TASK OBJECTIVE: Looking at the listing below, retype exactly the lines starting at the one containing "Place a point on every instance of the black trousers" and ending at the one containing "Place a point on every instance of the man's face", both included, and nothing else.

DATA LISTING:
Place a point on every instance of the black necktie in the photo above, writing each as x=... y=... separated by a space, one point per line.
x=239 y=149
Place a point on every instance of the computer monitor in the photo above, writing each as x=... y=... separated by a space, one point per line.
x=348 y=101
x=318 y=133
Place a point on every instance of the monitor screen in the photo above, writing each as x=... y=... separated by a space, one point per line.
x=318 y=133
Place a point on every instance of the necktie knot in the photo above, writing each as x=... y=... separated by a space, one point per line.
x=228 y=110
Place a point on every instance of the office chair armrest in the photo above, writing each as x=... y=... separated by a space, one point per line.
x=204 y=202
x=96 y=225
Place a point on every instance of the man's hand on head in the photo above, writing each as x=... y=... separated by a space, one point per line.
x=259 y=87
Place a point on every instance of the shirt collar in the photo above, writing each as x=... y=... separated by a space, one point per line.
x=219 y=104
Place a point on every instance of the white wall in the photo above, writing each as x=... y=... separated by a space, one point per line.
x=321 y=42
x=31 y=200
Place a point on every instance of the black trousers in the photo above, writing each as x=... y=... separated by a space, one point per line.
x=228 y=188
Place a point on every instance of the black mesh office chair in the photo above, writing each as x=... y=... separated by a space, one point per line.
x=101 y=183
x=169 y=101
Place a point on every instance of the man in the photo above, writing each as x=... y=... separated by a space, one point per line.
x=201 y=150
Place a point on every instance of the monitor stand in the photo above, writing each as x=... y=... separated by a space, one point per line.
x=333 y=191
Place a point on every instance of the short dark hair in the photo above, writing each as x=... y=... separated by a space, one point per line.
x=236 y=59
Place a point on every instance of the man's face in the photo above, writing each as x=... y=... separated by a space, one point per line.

---

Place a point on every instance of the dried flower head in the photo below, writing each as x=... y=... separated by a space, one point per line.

TASK RESPONSE:
Place a point on every instance of the black trousers in the photo above, writing each as x=... y=... separated by a space, one point per line.
x=228 y=188
Place a point on every instance of the black mesh office chair in the photo above, writing each as x=... y=... separated by a space, one point per line.
x=101 y=183
x=169 y=101
Place a point on every instance of the man in the photo above, writing each as x=... y=... separated by a space, one point per line.
x=201 y=150
Place a point on every instance of the monitor stand in the photo above, writing each as x=... y=... separated by a space, one point per line.
x=333 y=191
Place a point on every instance of the short dark hair in the photo above, writing each as x=... y=... separated by a space, one point per line.
x=236 y=59
Place a point on every instance of the man's face in the photo above, writing each as x=... y=... separated by a space, one point per line.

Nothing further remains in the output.